• AIM OF THE TASK: Copy out the book reviews below in full, word for word.

• PASSAGE TO READ:
○ ○ ○

Ratings10
Average rating4.1
This isn't nearly as heart wrenching as Code Name Verity, but I did cry a few times. I feel like I need to reread both books to get how inter-woven they are. (I didn't even remember one character in this from CNV until I read one of the reviews here and it made me go “Oh! Right!”.) Elizabeth Wein really knows how to tell a story.
After Code Name Verity's deftly plotted tale, I expected more from Elizabeth Wein. The tale of a young American woman who gets a job piloting for Britain's Air Transport Auxiliary and ends up captured by the Nazis, enjoying thier hospitality at Ravensbruck, comes across as preachy and nothing more than a vehicle for the retelling of Nazi atrocities.
A very powerful book. 4.5 stars rounded up.
The main characters are fictional, but most of the places and events depicted are/were real.

○ ○ ○

Stored data entries

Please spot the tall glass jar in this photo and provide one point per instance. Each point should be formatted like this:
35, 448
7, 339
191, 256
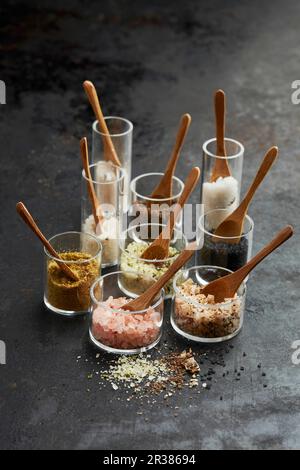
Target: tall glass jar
120, 132
224, 193
109, 182
153, 210
82, 253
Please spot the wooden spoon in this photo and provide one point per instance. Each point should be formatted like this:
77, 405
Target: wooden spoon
164, 188
159, 248
221, 168
232, 226
226, 287
28, 219
96, 208
143, 301
110, 151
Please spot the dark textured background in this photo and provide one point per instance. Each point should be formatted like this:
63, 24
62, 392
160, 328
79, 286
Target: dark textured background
151, 61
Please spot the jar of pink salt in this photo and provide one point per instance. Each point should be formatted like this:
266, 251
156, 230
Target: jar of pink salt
117, 330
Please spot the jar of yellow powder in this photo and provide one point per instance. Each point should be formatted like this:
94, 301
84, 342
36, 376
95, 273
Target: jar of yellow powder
82, 253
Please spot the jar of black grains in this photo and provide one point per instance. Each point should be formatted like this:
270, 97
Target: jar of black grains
229, 252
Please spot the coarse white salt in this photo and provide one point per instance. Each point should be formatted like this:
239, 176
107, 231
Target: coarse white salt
107, 234
220, 194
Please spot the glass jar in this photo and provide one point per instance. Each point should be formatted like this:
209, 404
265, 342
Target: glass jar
142, 273
108, 181
152, 210
205, 322
227, 252
224, 193
82, 253
119, 331
120, 132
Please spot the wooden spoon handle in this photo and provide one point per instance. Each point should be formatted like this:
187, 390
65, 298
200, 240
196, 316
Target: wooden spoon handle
267, 162
189, 187
180, 137
96, 208
238, 276
95, 103
220, 122
28, 219
144, 300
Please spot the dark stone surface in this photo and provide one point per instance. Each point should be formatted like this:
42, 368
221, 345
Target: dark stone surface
150, 63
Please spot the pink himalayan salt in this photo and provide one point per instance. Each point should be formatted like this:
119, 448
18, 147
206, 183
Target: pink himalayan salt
124, 330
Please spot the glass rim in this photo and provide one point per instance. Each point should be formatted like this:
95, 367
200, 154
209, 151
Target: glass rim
115, 310
99, 183
196, 304
150, 261
119, 134
228, 157
147, 198
204, 230
84, 261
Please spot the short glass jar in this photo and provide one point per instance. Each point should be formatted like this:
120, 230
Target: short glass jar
153, 210
142, 273
227, 252
119, 331
205, 322
108, 181
224, 193
82, 253
120, 132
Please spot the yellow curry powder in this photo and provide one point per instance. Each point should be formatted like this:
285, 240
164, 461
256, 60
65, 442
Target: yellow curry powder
64, 293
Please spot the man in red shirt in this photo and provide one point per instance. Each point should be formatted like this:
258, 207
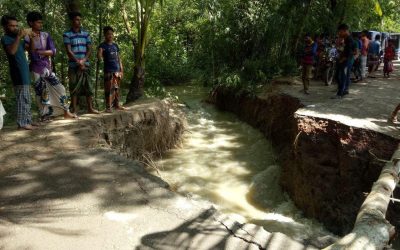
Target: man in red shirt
364, 53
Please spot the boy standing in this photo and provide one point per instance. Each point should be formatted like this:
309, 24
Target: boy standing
79, 45
308, 59
19, 69
113, 69
49, 90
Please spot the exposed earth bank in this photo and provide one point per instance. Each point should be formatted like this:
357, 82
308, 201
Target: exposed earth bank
327, 166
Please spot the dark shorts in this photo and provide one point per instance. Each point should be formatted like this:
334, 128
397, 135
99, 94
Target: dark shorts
80, 82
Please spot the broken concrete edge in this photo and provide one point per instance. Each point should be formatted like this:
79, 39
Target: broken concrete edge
326, 165
372, 230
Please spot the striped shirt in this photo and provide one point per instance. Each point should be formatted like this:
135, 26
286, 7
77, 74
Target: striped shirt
79, 42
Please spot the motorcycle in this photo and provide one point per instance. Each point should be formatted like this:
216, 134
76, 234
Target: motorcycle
327, 65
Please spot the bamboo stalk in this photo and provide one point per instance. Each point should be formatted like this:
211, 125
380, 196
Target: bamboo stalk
372, 230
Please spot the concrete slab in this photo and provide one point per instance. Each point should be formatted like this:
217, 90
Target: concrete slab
368, 105
60, 189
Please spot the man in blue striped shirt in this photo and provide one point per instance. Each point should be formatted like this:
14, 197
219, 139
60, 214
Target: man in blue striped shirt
78, 44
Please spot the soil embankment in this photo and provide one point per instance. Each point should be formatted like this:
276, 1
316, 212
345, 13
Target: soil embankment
65, 183
327, 166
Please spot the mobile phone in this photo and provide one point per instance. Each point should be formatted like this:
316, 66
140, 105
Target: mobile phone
28, 31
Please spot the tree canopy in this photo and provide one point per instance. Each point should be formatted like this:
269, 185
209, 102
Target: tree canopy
212, 41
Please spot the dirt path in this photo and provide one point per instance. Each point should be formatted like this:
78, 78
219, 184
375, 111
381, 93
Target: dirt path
63, 187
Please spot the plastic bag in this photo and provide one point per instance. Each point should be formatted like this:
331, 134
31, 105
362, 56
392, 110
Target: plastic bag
2, 113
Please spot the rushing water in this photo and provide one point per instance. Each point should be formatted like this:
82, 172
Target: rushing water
232, 165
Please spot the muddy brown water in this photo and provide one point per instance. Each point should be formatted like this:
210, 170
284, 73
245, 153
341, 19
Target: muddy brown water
233, 166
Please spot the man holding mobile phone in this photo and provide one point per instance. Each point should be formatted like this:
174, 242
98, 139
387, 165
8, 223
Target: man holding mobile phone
19, 69
78, 44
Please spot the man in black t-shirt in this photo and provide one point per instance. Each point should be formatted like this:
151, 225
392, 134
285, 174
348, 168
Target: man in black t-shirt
113, 70
345, 62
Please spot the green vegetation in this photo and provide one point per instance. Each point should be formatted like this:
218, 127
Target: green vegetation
232, 42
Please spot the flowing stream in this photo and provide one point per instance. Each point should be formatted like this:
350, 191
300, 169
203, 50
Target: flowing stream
232, 165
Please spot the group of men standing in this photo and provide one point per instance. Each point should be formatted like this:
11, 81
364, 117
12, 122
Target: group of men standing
50, 93
355, 54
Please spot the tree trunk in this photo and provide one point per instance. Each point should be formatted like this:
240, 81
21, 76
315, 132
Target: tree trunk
136, 89
372, 230
100, 19
302, 25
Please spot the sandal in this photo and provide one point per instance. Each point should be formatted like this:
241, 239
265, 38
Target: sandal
120, 108
28, 127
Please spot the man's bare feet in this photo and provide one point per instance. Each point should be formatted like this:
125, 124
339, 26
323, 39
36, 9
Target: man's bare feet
120, 108
28, 127
93, 111
36, 124
68, 115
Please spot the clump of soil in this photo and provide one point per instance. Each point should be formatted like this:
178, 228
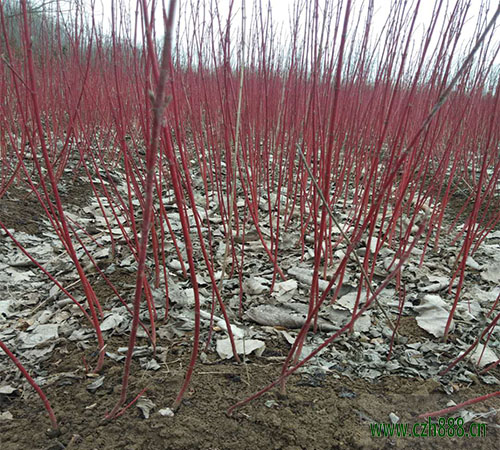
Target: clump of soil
334, 412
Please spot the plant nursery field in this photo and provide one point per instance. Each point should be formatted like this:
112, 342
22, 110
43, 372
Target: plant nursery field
220, 228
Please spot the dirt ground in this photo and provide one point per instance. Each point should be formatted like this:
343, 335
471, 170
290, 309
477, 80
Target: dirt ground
324, 412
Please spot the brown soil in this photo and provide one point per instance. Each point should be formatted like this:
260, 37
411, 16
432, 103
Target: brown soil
335, 414
331, 412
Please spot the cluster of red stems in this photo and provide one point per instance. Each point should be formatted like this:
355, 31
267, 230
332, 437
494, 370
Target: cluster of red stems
301, 121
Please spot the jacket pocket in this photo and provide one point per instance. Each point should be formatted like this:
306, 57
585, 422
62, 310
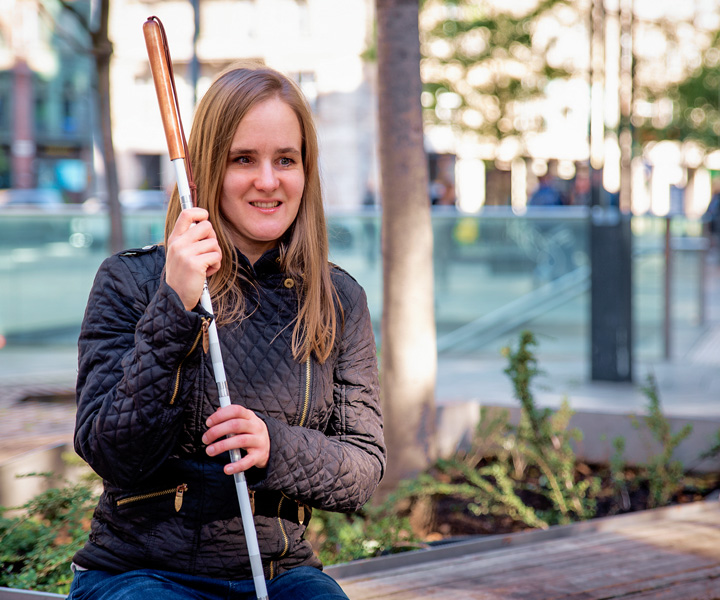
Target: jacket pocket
176, 494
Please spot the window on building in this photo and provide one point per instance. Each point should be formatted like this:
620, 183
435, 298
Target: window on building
150, 171
308, 84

○ ○ ○

• SOLUTION:
Ratings10
Average rating4.1
This isn't nearly as heart wrenching as Code Name Verity, but I did cry a few times. I feel like I need to reread both books to get how inter-woven they are. (I didn't even remember one character in this from CNV until I read one of the reviews here and it made me go “Oh! Right!”.) Elizabeth Wein really knows how to tell a story.
After Code Name Verity's deftly plotted tale, I expected more from Elizabeth Wein. The tale of a young American woman who gets a job piloting for Britain's Air Transport Auxiliary and ends up captured by the Nazis, enjoying thier hospitality at Ravensbruck, comes across as preachy and nothing more than a vehicle for the retelling of Nazi atrocities.
A very powerful book. 4.5 stars rounded up.
The main characters are fictional, but most of the places and events depicted are/were real.